◆ What the task asks: Could you return each entry below exactly as written, minus any pictures?

Stored items from a collection

_ _ _ _ _

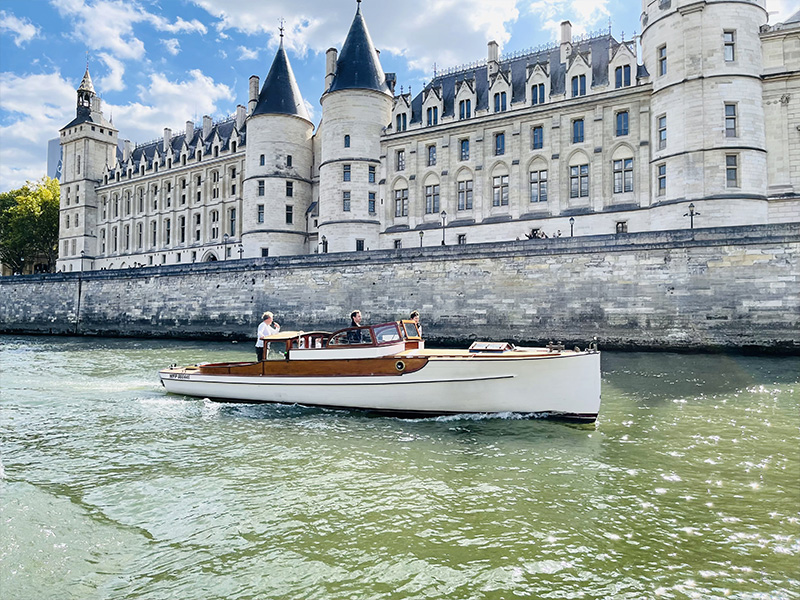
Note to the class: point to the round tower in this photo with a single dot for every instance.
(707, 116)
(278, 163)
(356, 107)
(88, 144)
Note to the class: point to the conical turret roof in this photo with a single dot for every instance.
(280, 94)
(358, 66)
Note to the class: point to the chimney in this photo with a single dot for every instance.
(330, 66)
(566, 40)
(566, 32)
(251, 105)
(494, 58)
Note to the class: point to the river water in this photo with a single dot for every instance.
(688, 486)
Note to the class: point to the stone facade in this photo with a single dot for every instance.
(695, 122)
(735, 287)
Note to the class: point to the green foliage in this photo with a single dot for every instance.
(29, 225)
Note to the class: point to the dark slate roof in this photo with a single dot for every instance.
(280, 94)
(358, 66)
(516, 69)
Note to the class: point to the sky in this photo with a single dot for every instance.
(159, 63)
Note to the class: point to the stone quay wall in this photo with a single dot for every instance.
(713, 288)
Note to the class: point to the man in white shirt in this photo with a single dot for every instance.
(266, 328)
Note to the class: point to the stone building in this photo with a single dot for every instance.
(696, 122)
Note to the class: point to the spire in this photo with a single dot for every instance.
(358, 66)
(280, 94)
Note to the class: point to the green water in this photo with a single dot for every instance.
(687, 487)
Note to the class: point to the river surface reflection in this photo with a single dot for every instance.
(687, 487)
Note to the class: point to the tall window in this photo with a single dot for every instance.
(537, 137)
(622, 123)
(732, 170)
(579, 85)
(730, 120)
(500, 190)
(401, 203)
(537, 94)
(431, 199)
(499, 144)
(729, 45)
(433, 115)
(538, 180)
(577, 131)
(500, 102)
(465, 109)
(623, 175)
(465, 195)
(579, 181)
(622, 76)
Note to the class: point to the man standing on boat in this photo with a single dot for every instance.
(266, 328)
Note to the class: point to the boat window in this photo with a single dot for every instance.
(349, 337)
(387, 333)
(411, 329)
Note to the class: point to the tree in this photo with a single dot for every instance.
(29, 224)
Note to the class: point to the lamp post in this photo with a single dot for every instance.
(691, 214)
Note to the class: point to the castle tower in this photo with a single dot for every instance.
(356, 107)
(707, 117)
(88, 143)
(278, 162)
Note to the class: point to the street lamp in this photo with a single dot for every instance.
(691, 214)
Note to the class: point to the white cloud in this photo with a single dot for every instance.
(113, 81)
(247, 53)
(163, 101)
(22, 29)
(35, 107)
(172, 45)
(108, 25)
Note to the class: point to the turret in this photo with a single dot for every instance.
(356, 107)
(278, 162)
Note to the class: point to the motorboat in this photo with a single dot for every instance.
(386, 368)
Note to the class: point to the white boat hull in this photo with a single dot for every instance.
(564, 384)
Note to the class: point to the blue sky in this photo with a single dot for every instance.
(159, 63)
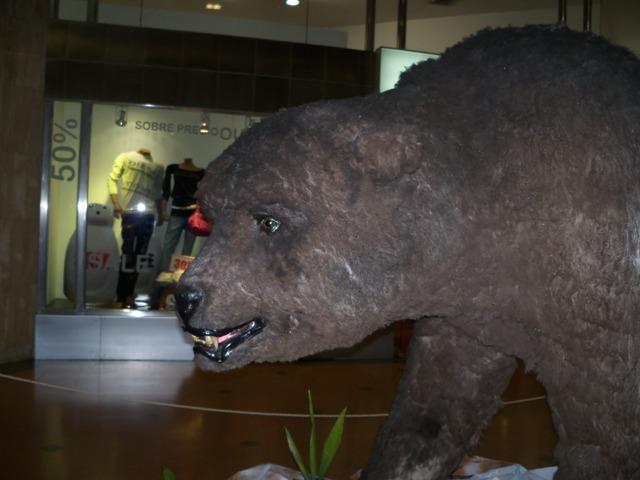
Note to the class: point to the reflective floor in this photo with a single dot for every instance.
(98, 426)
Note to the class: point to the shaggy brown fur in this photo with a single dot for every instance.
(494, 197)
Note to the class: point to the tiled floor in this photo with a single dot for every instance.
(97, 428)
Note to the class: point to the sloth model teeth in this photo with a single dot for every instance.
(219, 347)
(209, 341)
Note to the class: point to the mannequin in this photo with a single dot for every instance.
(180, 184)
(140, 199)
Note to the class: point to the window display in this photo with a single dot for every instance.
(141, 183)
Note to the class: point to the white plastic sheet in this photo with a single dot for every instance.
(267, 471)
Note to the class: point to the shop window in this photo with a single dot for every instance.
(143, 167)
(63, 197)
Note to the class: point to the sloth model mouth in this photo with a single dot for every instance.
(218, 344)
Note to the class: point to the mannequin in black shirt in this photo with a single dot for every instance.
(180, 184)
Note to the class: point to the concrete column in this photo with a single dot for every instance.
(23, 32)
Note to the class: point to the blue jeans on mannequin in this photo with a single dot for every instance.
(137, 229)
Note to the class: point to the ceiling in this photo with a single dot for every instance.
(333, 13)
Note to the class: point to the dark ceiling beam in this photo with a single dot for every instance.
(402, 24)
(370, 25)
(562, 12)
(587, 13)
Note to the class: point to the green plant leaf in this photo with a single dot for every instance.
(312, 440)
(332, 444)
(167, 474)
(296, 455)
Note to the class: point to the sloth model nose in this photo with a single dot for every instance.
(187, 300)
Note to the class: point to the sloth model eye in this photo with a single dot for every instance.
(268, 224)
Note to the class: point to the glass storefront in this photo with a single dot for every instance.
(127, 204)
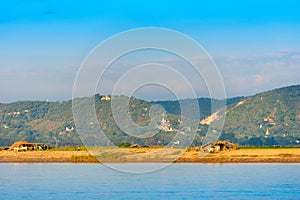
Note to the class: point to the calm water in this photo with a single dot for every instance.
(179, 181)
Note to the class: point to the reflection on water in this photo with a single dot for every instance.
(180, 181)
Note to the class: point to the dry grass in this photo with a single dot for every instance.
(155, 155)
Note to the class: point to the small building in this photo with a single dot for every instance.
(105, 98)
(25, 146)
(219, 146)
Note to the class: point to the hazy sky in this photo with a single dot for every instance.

_ _ _ _ _

◆ Output for this exercise:
Note to the class: point to the round tower in this photo with a single dot for every instance.
(707, 116)
(278, 163)
(356, 107)
(88, 144)
Note to the class: point to the conical turret roof in this photo with a single dot for every instance.
(280, 94)
(358, 66)
Note to the class: point to the chimney in this photo with a single dot for every instance.
(330, 66)
(566, 40)
(566, 32)
(251, 105)
(494, 58)
Note to the class: point to the river water in this photo with a single dot for every instance.
(688, 486)
Note to the class: point to the stone facade in this photo with a single dot for every instance.
(695, 122)
(735, 287)
Note to the class: point to the green foliage in this photo with a single dot for every instance.
(29, 225)
Note to the class: point to the dark slate roof in this photo with a single dot for every instance.
(280, 94)
(358, 66)
(516, 69)
Note to the class: point to the sky in this photo with a single dot for every instance.
(159, 63)
Note to the class: point to the stone quay wall in this photo with a single dot for every instance.
(713, 288)
Note to the class: point to the man in white shirt in this photo with a single dot for every instance.
(266, 328)
Note to the class: point to the stone building in this photo with a single dot for every instance.
(696, 122)
Note to the class: point to the spire in this photo with a single dot for every instance.
(358, 66)
(280, 94)
Note to the class: point to the green water in this photo with a single dot for every instance.
(687, 487)
Note to the class: point to the river surface reflection in this photo with a single dot for every instance.
(687, 487)
Note to the class: point to the tall window in this photo with a single dot for every instance.
(537, 137)
(622, 123)
(732, 170)
(579, 85)
(730, 120)
(500, 190)
(401, 203)
(537, 94)
(431, 199)
(499, 144)
(729, 45)
(433, 115)
(538, 180)
(577, 131)
(500, 102)
(465, 109)
(623, 175)
(465, 195)
(579, 181)
(622, 76)
Note to the class: point to the man standing on boat in this photo with a single dot for every instance.
(266, 328)
Note to the class: point to the boat window in this photo with a single dot for every instance.
(349, 337)
(387, 333)
(411, 329)
Note to the class: point to the tree in this photo with a single dot for every instance.
(29, 224)
Note to the class: point to the lamp post in this photo with a single dot for every instance.
(691, 214)
Note to the class: point to the castle tower in this photo with a single dot for every instance.
(356, 107)
(707, 117)
(88, 143)
(278, 162)
Note to the class: point to the street lamp in this photo with a single dot for every instance.
(691, 214)
Note to the class: point to the white cloud in this photo with a single dot for every instance.
(113, 81)
(247, 53)
(163, 101)
(22, 29)
(35, 107)
(172, 45)
(108, 25)
Note to the class: point to the turret in this photo with a single dot for every instance.
(356, 107)
(278, 162)
Note to the class: point to the motorboat in this photo with a single dot for every instance.
(386, 368)
Note to the class: point to the white boat hull in this photo with a single dot for every instance.
(564, 384)
Note to the class: point to the blue sky in this photo with a single dot for every instance.
(159, 63)
Note to the class: point to the reflective floor in this photo with a single dot for every instance.
(98, 426)
Note to the class: point to the shaggy brown fur in this photo with a single dot for every instance.
(494, 197)
Note to the class: point to the tiled floor in this photo with a single dot for every instance.
(97, 428)
Note to the class: point to the sloth model teeth in this photo with a single dot for every instance.
(219, 347)
(209, 341)
Note to the class: point to the mannequin in this photo with a single dot for every instance.
(180, 184)
(140, 199)
Note to the class: point to the window display in this photo with a single dot for every instance.
(141, 183)
Note to the class: point to the white plastic sheet in this photo with a single dot for every instance.
(267, 471)
Note to the class: point to the shop window in this photo with a single dot for every instance.
(143, 167)
(63, 197)
Note to the class: point to the sloth model mouth in this photo with a single dot for every instance.
(218, 344)
Note to the class: point to the mannequin in black shirt in this photo with a single dot for every instance.
(180, 184)
Note to the class: point to the concrete column in this photo with a single dot for every instance.
(23, 32)
Note to the class: point to the blue jeans on mannequin in this photo with a single dot for every instance.
(137, 229)
Note to the class: point to the ceiling in this photo with a single dot for every instance.
(333, 13)
Note to the class: point to the dark ceiling beam in this photo with a single dot for every instance.
(402, 24)
(370, 25)
(562, 12)
(587, 13)
Note to the class: point to the green plant leaf in this photo with a single dot for every instance.
(312, 440)
(332, 444)
(167, 474)
(296, 455)
Note to the class: point to the sloth model nose in this photo with a single dot for every instance.
(187, 300)
Note to the class: point to the sloth model eye in this photo with a single dot for every instance.
(268, 224)
Note to the class: point to the glass storefront in this photo with a single dot for every instance.
(127, 204)
Note to the class: point to the calm water in this photo with a single dot for every instance.
(179, 181)
Note to the class: point to the reflection on water in this photo with a single dot for every instance.
(180, 181)
Note to the class: point to the dry grass in this photo with a single dot for every instance.
(155, 155)
Note to the class: point to the small building in this photo with a single dot for every instance.
(105, 98)
(25, 146)
(219, 146)
Note to the class: point to the hazy sky in this photo with a single dot for every instance.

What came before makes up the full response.